Enunciado 1 >> Segundo o texto sobre o Centro Cultural Belchior, em que data o espaço abriu as portas?
Enunciado 2 >> Prolongue o texto sobre o Centro Cultural Belchior a partir do ponto em que ele termina.

Trecho do texto >>
Música, memória e mural nas areias de Iracema
Ao dobrar a esquina da Rua dos Pacajús e avistar o mar ao fundo, é impossível não notar o letreiro discreto, mas poderoso, do Centro Cultural Belchior: “A Casa de Praia da Música”. Mais do que um slogan, cada parede, cada nota e cada grafite convidam moradores e visitantes a experimentar Fortaleza de forma sensorial e envolvente.
Nasceu para homenagear, mas virou pulso da cidade


O Centro Cultural Belchior abriu suas portas em 18 de maio de 2017 com o objetivo de reverenciar Antônio Carlos Gomes Belchior Fontenelle Fernandes, um dos maiores artistas que o Ceará já produziu. Localizado à beira-mar, o prédio foi batizado com seu nome e abrigava salas como À Palo Seco, Mucuripe e Fotografia 3×4, além de um acervo com cerca de 60 obras cedidas por seu amigo e produtor Tota — entre telas, fotos raras e retratos emocionantes. A inauguração foi marcada por emoção, homenagens e lágrimas de quem viu o sonho se concretizar.

Material fornecido >>

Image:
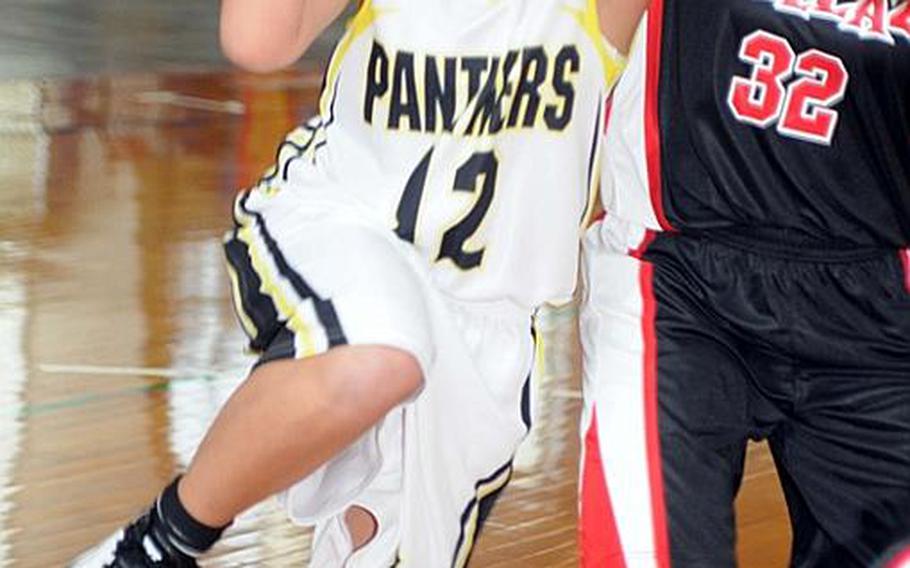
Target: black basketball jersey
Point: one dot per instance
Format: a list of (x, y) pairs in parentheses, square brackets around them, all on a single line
[(768, 114)]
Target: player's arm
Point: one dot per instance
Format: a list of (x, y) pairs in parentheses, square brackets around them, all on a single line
[(266, 35), (619, 19)]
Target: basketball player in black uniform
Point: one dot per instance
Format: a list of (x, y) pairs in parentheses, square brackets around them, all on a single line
[(751, 280)]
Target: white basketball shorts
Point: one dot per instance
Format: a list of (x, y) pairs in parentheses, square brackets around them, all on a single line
[(311, 274)]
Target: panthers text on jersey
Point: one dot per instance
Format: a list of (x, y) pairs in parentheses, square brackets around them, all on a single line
[(470, 128)]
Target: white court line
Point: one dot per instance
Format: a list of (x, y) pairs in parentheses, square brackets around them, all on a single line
[(160, 372), (189, 101)]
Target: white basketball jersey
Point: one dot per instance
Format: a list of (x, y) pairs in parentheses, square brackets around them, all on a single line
[(469, 127)]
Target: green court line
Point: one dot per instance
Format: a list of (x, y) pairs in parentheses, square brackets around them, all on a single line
[(83, 400)]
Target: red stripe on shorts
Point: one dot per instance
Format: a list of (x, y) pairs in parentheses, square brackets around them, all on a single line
[(652, 109), (655, 473), (598, 535), (905, 262)]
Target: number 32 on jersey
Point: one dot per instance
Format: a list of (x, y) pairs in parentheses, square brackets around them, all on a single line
[(798, 93)]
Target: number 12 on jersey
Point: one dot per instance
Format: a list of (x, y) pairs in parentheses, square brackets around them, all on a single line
[(802, 108), (480, 165)]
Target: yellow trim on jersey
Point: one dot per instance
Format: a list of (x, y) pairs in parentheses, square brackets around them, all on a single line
[(483, 490), (593, 190), (295, 322), (361, 21), (245, 320), (540, 367), (612, 60)]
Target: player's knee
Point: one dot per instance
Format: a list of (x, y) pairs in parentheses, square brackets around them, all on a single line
[(377, 374)]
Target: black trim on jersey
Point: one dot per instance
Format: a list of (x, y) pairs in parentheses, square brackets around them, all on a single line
[(595, 143), (257, 306), (301, 150), (483, 510), (325, 310)]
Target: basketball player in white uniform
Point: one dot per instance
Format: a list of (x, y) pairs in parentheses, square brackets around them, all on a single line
[(388, 268)]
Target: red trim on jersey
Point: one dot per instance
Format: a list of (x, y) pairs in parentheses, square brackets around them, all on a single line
[(652, 122), (905, 262), (597, 533), (652, 433), (902, 560)]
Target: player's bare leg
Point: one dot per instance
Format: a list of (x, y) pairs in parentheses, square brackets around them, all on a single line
[(282, 423), (288, 418)]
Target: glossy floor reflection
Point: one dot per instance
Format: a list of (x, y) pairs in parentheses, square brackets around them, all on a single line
[(118, 343)]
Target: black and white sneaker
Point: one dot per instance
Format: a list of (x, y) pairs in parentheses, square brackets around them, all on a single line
[(141, 544)]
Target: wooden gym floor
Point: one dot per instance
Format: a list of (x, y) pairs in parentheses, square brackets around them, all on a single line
[(122, 145)]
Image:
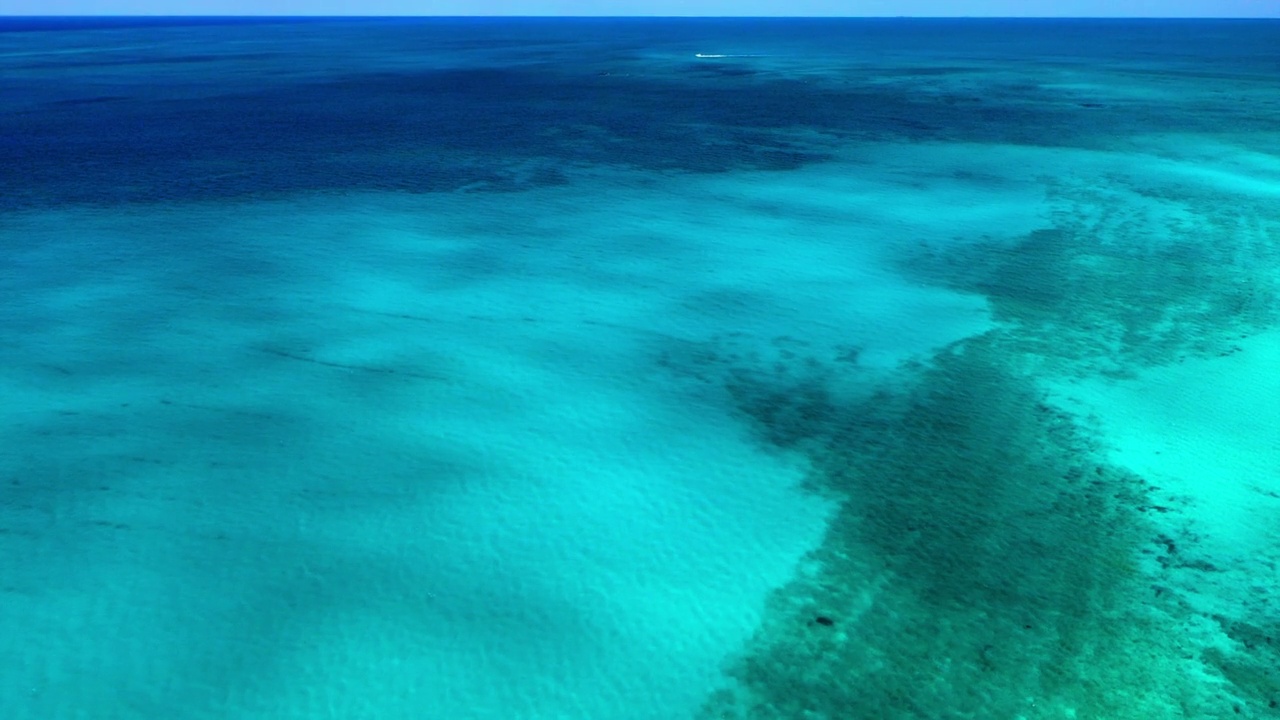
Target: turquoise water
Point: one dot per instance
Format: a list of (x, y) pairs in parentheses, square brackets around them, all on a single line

Resposta esperada 1 >> Em 18 de maio de 2017.

Resposta esperada 2 >>
O que parecia ser um memorial estático logo se transformou em um espaço vivo e pulsante. Shows, exposições, rodas de conversa e debates transformaram a “Casa de Praia da Música” em retrato coletivo da cidade. A reinauguração de 2023 trouxe um estúdio público de gravação — uma conquista rara em Fortaleza — e a sede do Centro de Empreendedorismo e Cultura Afro (CECAF), ocupando o prédio com pessoas, ideias e ritmos que ecoam no cotidiano urbano.
Mural urbano: do concreto ao grafite
A fachada grafitada por Bruna Serifa é hoje um dos elementos mais reconhecidos do CCBel. Cada traço dialoga com a música e a história local, transformando o prédio em uma galeria a céu aberto e em símbolo visual da identidade de Fortaleza. As portas de madeira recebem murais tipográficos, como se fossem “cantos de embarque”, convidando todos a entrar. É um convite direto à cidade: o Centro não se fecha, ele escancara a cultura local.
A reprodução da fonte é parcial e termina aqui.